- _本文_
○ ○ ○ ○ ○

第4話 野草のお澄まし
生まれてからずっと長井市から引っ越したことのない母と違い、父と祖父母は何度か転居をしている。
生まれた所は米沢市で、元々は直江兼続について越後から来た武士だったという。
上杉城址近くの五十騎町という古い侍町に一族の本家があり、その家と工房は今も立派なたたずまいを見せて健在だ。
父方祖父は次男だったから、本家から独立して米沢の西部、上杉家代々の城主が眠る『御廟所』の近くに家を構え、そこで地味に堅実に暮らしていたらしい。
戦中山形市に移り、祖父はそこで軍服の生地を作り、祖母は戦後まで華道の師匠をしていた。
布と言う農業生産者が喉から手が出るほど欲しい物資を作って、現物が手元にあったからできた生活である。

○ ○ ○ ○ ○

- _データ抜粋_
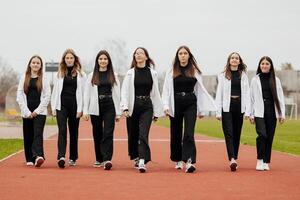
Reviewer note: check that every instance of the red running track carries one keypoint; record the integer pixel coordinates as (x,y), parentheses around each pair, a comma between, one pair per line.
(212,180)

○ ○ ○ ○ ○

- _設問内容_
1. 父方の家族の来歴をつづった本文を、二文で要約すること。
2. 父方の家族の来歴をつづった本文のうち、「上杉城址近くの五十騎町という」から「後まで華道の師匠をしていた。」までを両端も含めて書き写し、その際に「華道」を「茶道」に置き換えること。
3. 父方の家族の来歴をつづった本文を、最後の文に続けて書き進めること。
データはこの作業にまったく関係しない。

- _回答_
1. 父と祖父母は長井市を離れたことのない母と違って何度か転居しており、一族は直江兼続について越後から米沢に来た武士で、次男だった祖父は本家から独立して『御廟所』の近くに家を構えた。戦中に山形市へ移ってからは、祖父は軍服の生地を作り、祖母は戦後まで華道の師匠をしていた。

2.
上杉城址近くの五十騎町という古い侍町に一族の本家があり、その家と工房は今も立派なたたずまいを見せて健在だ。
父方祖父は次男だったから、本家から独立して米沢の西部、上杉家代々の城主が眠る『御廟所』の近くに家を構え、そこで地味に堅実に暮らしていたらしい。
戦中山形市に移り、祖父はそこで軍服の生地を作り、祖母は戦後まで茶道の師匠をしていた。

3.
戦後、おそらく昭和26年ころ、元は画家のアトリエ兼住居だったという旅館のような洒落た家の、中庭に籐椅子とテーブルとスツールを出して、優雅にお茶を飲んでいる和服の祖父母と学生服の父の写真がある。
当時としてはすらりと背が高く色白で、女優の様に清楚で美しい祖母と、ジョン・ローンのような「美男子」の父は質実剛健な祖父の自慢だったらしい。
何故その遺伝子が私と兄まで来なかったのかと大変遺憾に思う。
柳原白蓮という女流歌人の写真を見たことがあるが、若い頃の祖母に瓜二つで驚いた。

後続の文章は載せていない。